### 你的任務:
1. 根據提供文章,西西在1982年出版了哪幾本書?請全部列出。
2. 提供文章的作者說,自己即使很帶勁地寫,單單完成一本詩集需要多久?

### 提供文章:
+---+

星期日文學‧以石磬清音作鈴聲——為西西追思會選誦材

文章日期:2023年04月30日

【明報專訊】接觸西西風格,不始於她拿手的小說,乃始於中三時首次讀到她第一本詩集《石磬》 —— 那時我連石磬敲起來是什麼聲音也不知道,我也對集子裏的詩沒有很大的感覺,只覺得詩很淺白易明,節奏爽明。那時我對現代詩的涉獵不多,還覺得那是太散文化,詩味不夠。隨着詩齡愈長,便愈想念那種清清爽爽像石磬一樣的樂音,我有時會想如果將每次靈感到訪比喻為詩神的來電,我大概會將石磬的清音設定為祂專屬的鈴聲……

《石磬》是西西的第一本詩集,於1982年首刷,同年西西還出版了短篇小說集《春望》和長篇小說《哨鹿》,全是素葉叢書,一年內出版3本不同文類且水平堪稱代表作層次的集子,我想出版過自己著作的寫作人都會體會到這是何等驚人的創作能量值。我即使很帶勁地寫,單單完成一本詩集也需兩年,更遑論還有餘勁去完成另外兩本,尤其是《哨鹿》,它是《欽天監》之前,我最喜歡的西西小說,此排名非關作品水平,純因《哨鹿》給那年紀的我帶來的震撼是深刻的。1980年代初,在我的文學閱歷地圖中,除了連繫着喬治‧奧威爾的警世預言外,還鎖定為西西創作生涯的一次重要的創作爆發。

+---+

### 資料節錄:

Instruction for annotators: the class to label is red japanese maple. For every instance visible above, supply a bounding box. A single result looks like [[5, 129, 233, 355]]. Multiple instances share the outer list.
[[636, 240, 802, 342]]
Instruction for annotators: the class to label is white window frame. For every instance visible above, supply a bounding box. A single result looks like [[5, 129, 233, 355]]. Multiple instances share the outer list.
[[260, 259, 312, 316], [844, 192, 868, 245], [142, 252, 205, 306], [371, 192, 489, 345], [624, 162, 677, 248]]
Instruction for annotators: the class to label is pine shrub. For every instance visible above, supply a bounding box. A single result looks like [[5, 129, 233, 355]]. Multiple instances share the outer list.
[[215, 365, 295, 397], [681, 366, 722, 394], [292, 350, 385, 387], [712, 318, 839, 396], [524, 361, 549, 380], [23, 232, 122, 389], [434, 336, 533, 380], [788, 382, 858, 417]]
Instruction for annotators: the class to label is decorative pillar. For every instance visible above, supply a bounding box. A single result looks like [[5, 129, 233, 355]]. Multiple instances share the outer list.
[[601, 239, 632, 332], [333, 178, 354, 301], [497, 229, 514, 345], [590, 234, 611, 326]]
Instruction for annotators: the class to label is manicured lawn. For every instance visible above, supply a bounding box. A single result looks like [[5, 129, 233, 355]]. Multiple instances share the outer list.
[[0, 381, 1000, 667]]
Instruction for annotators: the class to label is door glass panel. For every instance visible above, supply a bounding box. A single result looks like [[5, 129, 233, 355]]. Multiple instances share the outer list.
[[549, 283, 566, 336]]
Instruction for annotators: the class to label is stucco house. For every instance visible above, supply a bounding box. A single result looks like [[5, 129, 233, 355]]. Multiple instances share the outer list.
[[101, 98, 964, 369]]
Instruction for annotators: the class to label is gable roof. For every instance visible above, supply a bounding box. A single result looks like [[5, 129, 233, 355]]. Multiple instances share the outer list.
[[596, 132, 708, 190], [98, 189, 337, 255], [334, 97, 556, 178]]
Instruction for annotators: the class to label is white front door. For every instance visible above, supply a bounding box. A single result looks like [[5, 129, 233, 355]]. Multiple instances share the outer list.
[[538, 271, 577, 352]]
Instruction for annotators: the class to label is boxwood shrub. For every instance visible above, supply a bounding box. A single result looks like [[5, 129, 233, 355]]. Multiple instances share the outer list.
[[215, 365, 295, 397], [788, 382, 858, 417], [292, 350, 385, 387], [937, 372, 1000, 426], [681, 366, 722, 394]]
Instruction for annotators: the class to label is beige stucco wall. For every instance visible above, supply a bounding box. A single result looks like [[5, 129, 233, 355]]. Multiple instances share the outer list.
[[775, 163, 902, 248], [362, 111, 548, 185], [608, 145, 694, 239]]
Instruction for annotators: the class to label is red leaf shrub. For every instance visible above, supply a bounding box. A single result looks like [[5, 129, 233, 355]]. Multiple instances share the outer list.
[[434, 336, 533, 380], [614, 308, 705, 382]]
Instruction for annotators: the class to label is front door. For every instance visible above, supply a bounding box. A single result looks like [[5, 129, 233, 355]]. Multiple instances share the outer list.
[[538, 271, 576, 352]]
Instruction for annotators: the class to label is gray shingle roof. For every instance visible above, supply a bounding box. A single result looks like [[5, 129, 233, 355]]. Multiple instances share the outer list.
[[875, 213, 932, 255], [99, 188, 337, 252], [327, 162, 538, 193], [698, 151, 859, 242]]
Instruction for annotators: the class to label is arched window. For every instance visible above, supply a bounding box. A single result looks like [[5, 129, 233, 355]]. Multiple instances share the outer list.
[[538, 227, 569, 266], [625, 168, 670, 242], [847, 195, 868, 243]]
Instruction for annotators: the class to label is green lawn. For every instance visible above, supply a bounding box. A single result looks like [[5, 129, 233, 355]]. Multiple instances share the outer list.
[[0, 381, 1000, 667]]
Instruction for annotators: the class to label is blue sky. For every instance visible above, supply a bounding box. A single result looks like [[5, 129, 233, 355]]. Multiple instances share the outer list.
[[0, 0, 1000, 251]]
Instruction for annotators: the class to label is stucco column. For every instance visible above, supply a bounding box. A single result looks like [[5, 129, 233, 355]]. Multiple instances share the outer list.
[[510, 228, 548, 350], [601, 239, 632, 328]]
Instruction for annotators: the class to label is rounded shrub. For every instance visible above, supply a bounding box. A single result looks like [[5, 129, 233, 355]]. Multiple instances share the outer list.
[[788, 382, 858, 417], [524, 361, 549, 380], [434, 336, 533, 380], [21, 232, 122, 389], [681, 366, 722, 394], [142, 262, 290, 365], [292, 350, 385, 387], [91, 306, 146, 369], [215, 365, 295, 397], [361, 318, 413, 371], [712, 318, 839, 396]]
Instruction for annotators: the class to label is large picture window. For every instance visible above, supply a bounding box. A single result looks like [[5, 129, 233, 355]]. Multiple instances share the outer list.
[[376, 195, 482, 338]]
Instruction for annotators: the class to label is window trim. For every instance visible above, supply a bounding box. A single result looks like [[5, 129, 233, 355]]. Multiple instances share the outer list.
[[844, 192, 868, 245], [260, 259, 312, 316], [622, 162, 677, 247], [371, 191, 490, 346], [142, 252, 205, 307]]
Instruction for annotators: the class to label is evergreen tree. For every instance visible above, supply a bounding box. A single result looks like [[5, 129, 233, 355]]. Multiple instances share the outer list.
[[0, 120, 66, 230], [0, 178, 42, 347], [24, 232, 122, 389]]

+---+

### 逐題解答:
1. 詩集《石磬》、短篇小說集《春望》、長篇小說《哨鹿》。

2. 需要兩年。